- _Short exercise 1_
Copy out the lines of the listing verbatim, starting at its first line and ending at the line that contains "M 465 315 L", with both of those lines included.

Skip to main content

Parallel Fast Downloader

Project description

pfd - Parallel fast downloader

Download large number of files extremely fast.

A Python Package for Fast Parallel Download of Multiple Files. It's Simple, easy and extremely fast since it uses, all the cores in your CPU to spin separate process for parallel download. pfd uses requests as its only dependency, which is almost always present in all python environment.

PyPI - Python Version

Python Package Index Badges

PyPI PyPI - Downloads PyPI - Status PyPI - Format

Github Badges

GitHub last commit GitHub commit activity GitHub code size in bytes Lines of code


Python Package Index Install

pip install pfd

Usage:

Basic example:

$ pfd input_url_file.txt
  • It downloads the files using the urls in the file. Each url in a line.
  • The downloaded files is stored in current directory.
  • Uses number of process equal to number of CPU Cores in the machine.

Getting help, info, version and example:

$ pfd [-h | -i | -v | -eg]
  • These options will just print text and exits.
    • -h Prints the help message.
    • -i Prints information aboout the package.
    • -v Prints current version of the package.
    • -eg Prints few example of how to use the this cli.

Specify save directory:

$ pfd input_url_file.txt downloads_directory
  • The downloaded files is stored in downloads_directory directory.
  • You can provide absolute or relative paths for both url file and save directory.

Use N Processes:

$ pfd input_url_file.txt -p 17
  • Uses 17 processes to download files.
  • Default is equal to the number of cpu core count in the machine.

File names:

$ pfd input_url_file.txt [-u | -n | -a]
  • By default, it searches for the file name in the response. If found, it will use this name. Else it will use a uuid string as file name. [Yet to be implemented]
    • -u All downloaded files will be named as uuid strings [eg: 5b71113f-43be-40f5-b267-9b93919196aa.jpg]
    • -n All downloaded files will be named as sequential numbers [eg: 017.jpg]
    • -a All downloaded files will be named as sequential lowercase english alphabets [eg: exy.jpg]
  • If extension is needed, they have to be manually provided.

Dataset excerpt
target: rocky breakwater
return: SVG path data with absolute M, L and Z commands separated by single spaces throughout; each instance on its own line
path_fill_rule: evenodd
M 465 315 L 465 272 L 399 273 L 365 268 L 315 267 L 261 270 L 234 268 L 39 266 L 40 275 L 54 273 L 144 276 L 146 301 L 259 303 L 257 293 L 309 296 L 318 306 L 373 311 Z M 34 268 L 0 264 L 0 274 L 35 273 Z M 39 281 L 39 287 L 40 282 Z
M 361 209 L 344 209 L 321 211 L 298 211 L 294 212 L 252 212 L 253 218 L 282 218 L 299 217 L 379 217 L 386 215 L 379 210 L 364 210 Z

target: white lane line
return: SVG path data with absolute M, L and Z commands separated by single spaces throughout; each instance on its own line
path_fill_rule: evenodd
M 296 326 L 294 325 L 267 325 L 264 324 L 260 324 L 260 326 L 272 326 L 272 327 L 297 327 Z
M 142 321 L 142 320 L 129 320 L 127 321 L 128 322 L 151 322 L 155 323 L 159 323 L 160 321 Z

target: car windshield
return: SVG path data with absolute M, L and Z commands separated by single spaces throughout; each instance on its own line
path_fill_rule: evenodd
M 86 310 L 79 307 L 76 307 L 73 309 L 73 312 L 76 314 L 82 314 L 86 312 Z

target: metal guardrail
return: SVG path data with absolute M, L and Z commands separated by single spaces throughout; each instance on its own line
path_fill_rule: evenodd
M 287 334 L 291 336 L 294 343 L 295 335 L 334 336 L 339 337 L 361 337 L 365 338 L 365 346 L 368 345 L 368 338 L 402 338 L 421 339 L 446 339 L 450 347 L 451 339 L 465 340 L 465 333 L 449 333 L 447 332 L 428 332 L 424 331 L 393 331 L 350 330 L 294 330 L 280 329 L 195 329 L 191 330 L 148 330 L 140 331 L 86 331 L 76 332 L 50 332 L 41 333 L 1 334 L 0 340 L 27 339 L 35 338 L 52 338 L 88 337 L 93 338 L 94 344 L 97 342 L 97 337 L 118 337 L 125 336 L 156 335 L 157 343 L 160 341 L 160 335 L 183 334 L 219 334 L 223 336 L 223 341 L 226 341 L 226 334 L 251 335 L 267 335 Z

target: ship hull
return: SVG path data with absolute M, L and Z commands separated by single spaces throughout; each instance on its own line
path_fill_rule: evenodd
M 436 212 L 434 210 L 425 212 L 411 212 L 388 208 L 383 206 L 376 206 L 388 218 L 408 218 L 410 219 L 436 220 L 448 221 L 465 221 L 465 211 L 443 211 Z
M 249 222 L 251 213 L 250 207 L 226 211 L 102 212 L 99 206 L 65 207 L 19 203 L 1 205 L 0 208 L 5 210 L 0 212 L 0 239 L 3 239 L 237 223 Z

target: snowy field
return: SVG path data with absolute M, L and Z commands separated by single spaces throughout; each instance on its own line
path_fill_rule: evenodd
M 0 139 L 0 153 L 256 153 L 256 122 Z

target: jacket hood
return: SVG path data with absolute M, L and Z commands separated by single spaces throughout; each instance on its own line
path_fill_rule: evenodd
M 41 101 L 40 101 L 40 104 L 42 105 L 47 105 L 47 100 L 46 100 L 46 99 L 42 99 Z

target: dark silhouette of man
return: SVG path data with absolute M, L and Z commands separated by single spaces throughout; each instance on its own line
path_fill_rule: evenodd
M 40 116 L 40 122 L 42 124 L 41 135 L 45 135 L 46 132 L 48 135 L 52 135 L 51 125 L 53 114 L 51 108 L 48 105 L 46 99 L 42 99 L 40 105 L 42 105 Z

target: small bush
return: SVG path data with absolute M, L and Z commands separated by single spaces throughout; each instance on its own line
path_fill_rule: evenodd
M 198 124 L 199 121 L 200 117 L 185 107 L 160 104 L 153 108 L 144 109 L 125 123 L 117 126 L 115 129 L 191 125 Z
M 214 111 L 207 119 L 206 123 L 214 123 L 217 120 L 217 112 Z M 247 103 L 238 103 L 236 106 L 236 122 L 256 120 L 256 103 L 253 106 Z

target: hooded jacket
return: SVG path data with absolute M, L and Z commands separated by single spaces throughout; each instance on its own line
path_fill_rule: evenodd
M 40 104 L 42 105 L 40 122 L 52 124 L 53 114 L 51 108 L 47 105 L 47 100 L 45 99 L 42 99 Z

- _Short exercise 2_
Extend the pfd package description from the point where it stops.

- _Response 1_
target: rocky breakwater
return: SVG path data with absolute M, L and Z commands separated by single spaces throughout; each instance on its own line
path_fill_rule: evenodd
M 465 315 L 465 272 L 399 273 L 365 268 L 315 267 L 261 270 L 234 268 L 39 266 L 40 275 L 54 273 L 144 276 L 146 301 L 259 303 L 257 293 L 309 296 L 318 306 L 373 311 Z M 34 268 L 0 264 L 0 274 L 35 273 Z M 39 281 L 39 287 L 40 282 Z

- _Response 2_
Specify Extension

$ pfd input_url_file.txt -e png
  • Uses the provided extension in file names.
  • . (dot) is optional.
  • If extension is needed, they must be provided when using [-u | -n | -a] .

Description

Do you want to download thousands of files at once but can't wait for sequential download?

Today's machines have multiple CPU cores. Most entry level machines have 4 Cores while higher end machines have around 8 Cores, Some desktop processor even have 16 - 32 Cores. But using just one Core for downloading files is not the best approach if you have hundreds or thousands of files to download.

The rapid shift towards cloud technologies provide massive processing power, GigaBit network and faster writes to disk. By properly making use of this processing power, bandwidth, memory and IO, we can make our life a bit easier.

pfd is one of such package. It is a cli tool used to download thousands of files in short time. It achieves it by spinning seperate process per CPU core and downloading parallely.

Imagine a Machine with 24 Core CPU and Gigabit Network. The process to download 1000 files, and it takes 1 second to fetch each file,

Sequential download

Python Interpreter does the following steps.

Make request ➜ open a file ➜ save the content to the file

After it is done, Python Interpreter repeats the steps 1000 times sequentially.

It takes 1000 files x 1 Second = 1000 Seconds or ~17 Minutes to download all files.

➜➜➜ .. ➜➜➜ .. ➜➜➜ .. ➜➜➜ .. ➜➜➜ .. ➜➜➜ .. ➜➜➜ .. ➜➜➜

Parallel download

28 Python Interpreter is spun up in all of 28 cores (one per core by default).

Each Python Interpreter does the following steps.

Make request ➜ open a file ➜ save the content to the file

After it is done, Each Python Interpreter repeats the steps 42 times (1000 files / 24 process).

It takes (1000 files / 24 Processes) x 1 Second = 42 Seconds or ~1 Minutes to download all files.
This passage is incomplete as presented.